===== Given text =====

Reflection has been a recurring theme for BTS so far this year. In June, the unstoppable seven-piece released ‘Proof’, an anthology album that looked back on their nine years together so far. The video for its lead single, ‘Yet To Come (The Most Beautiful Moment)’, gathered iconography from years gone by, and even J-hope’s debut solo album ‘Jack In The Box’ found the rapper contemplating his journey so far and where he goes next. Although the name of tonight’s (October 15) concert – ‘<Yet To Come> in BUSAN’, in aid of the city’s World Expo 2030 bid – hints at a future-facing approach, it also feels like a continuation of this recounting of all that’s happened so far.
This isn’t just a mere retelling, though, but a celebration of an incredible first epoch. The stage at Busan Asiad Main Stadium is adorned with the BTS logo in repetition, each time its trapezoid-shaped halves set one step back from the logo before it. It resembles something like the pages in an open book, every block representing a different chapter in the group’s story. On either side of the performance area are those same signposts to moments throughout their career that appeared in the ‘Yet To Come’ video – the train from ‘Spring Day’, the angel from ‘Blood Sweat & Tears’, and more.

=====

> Jobs:
**a)** Where is the stage described in the concert review?
**b)** Filter the entries below and copy every line that contains the word "door", treating uppercase and lowercase as different.

===== Records shown =====

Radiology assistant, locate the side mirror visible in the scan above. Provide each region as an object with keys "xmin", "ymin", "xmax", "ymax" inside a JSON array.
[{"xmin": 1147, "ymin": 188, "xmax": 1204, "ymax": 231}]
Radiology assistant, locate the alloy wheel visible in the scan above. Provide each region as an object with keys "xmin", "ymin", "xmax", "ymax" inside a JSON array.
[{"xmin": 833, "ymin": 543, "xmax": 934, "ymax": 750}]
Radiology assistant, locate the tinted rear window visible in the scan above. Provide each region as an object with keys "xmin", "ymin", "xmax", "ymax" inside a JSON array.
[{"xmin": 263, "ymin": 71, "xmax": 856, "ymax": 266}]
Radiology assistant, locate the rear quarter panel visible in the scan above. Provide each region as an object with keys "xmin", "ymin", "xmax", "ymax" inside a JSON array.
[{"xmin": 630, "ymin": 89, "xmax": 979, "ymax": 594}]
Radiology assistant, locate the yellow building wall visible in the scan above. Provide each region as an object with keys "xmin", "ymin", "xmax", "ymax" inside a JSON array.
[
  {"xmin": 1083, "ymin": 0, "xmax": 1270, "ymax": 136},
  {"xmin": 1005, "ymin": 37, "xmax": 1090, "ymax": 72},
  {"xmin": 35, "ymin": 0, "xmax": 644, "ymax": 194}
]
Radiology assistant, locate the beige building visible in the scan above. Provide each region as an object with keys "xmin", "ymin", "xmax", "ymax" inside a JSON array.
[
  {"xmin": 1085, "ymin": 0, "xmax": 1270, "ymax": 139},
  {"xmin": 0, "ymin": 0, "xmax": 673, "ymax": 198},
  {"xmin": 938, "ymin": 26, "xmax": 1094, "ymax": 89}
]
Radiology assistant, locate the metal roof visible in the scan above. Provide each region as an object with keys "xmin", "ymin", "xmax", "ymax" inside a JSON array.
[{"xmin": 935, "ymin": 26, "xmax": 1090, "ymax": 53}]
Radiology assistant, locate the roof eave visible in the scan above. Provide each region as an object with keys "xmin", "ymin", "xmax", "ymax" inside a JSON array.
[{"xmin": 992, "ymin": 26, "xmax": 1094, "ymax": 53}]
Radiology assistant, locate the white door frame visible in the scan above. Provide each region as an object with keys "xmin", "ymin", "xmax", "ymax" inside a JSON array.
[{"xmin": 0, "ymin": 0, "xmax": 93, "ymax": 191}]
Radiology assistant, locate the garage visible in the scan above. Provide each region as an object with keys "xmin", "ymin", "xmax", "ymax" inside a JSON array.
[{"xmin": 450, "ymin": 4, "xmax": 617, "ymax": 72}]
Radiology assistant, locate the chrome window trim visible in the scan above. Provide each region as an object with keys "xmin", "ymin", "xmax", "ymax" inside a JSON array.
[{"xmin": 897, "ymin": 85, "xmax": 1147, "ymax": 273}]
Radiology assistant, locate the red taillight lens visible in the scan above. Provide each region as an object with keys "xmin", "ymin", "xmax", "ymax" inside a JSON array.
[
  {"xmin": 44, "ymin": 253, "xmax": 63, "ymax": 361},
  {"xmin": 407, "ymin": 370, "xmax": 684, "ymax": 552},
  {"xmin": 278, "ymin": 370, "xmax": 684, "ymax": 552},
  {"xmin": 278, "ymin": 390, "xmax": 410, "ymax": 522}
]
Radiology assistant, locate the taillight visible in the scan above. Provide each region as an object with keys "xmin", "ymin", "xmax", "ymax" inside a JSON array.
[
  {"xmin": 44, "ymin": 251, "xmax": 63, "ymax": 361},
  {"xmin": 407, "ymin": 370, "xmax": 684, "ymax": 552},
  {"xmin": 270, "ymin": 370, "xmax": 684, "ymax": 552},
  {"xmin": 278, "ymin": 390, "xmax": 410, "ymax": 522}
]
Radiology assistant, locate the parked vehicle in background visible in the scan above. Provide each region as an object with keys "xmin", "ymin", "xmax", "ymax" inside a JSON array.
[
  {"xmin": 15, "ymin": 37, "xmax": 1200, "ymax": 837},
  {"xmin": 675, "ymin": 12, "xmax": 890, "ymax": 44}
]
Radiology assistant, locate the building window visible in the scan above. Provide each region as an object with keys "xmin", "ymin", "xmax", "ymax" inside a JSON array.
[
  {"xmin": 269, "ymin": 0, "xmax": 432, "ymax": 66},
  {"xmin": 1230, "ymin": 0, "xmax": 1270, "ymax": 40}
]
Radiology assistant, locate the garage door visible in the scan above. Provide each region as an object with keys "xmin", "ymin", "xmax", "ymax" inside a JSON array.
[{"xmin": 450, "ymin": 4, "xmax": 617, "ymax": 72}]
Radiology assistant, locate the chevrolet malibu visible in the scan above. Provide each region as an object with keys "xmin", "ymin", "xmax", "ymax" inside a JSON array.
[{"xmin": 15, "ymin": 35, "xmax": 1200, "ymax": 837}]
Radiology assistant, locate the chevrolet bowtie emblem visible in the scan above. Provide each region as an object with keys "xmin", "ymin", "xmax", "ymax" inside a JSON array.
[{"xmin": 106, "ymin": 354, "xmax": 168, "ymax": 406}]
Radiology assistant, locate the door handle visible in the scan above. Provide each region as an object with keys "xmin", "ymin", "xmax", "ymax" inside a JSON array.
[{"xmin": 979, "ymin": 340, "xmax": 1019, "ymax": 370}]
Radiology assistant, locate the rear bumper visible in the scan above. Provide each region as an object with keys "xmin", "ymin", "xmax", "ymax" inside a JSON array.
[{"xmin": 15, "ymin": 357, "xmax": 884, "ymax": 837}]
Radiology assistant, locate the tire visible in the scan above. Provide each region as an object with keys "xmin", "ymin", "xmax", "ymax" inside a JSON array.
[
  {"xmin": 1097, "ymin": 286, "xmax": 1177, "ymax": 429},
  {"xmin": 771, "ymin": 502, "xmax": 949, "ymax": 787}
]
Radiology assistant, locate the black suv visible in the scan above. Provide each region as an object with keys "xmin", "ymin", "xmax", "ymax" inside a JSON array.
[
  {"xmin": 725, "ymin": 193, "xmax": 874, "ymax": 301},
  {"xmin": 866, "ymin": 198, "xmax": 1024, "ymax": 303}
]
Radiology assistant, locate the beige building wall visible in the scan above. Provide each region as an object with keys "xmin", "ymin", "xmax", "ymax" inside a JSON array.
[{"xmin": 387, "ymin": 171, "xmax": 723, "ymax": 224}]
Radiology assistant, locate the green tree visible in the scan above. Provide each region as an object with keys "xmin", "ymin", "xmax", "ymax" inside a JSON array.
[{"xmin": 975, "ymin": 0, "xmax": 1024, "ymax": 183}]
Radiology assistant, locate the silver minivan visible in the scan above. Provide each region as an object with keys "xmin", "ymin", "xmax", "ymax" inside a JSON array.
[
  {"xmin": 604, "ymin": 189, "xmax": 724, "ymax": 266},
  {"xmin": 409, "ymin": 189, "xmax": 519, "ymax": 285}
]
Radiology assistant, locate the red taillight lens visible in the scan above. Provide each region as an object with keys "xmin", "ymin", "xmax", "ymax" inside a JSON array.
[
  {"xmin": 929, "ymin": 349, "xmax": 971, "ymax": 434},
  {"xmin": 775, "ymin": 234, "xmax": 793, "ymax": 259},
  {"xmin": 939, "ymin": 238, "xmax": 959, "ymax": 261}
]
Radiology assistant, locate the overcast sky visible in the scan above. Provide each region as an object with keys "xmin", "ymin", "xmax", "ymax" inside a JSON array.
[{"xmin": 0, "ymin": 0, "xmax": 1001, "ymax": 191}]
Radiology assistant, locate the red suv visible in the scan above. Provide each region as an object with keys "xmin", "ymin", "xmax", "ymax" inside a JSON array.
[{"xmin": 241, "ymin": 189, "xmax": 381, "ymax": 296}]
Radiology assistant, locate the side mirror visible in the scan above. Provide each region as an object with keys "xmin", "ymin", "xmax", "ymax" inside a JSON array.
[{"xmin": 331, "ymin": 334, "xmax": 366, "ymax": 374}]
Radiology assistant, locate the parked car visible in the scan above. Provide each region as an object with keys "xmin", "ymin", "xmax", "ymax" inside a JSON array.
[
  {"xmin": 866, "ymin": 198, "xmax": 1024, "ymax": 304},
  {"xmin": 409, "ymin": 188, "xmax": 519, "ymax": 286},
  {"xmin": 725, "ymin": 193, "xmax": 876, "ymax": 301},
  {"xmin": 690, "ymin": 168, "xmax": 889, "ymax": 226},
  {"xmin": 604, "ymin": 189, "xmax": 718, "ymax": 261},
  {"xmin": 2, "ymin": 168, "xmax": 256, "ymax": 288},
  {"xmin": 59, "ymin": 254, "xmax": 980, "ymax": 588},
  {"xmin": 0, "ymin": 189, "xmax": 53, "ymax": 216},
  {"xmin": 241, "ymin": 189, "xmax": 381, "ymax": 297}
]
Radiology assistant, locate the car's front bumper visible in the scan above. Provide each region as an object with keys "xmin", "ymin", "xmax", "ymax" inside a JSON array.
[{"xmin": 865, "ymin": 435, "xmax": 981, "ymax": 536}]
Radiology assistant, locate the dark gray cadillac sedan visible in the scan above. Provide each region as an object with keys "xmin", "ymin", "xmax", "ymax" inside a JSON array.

=====

> Solutions to the exercise:
**a)** Busan Asiad Main Stadium.

**b)**
Radiology assistant, locate the white door frame visible in the scan above. Provide each region as an object with keys "xmin", "ymin", "xmax", "ymax" inside a JSON array.
Radiology assistant, locate the garage door visible in the scan above. Provide each region as an object with keys "xmin", "ymin", "xmax", "ymax" inside a JSON array.
Radiology assistant, locate the door handle visible in the scan above. Provide each region as an object with keys "xmin", "ymin", "xmax", "ymax" inside a JSON array.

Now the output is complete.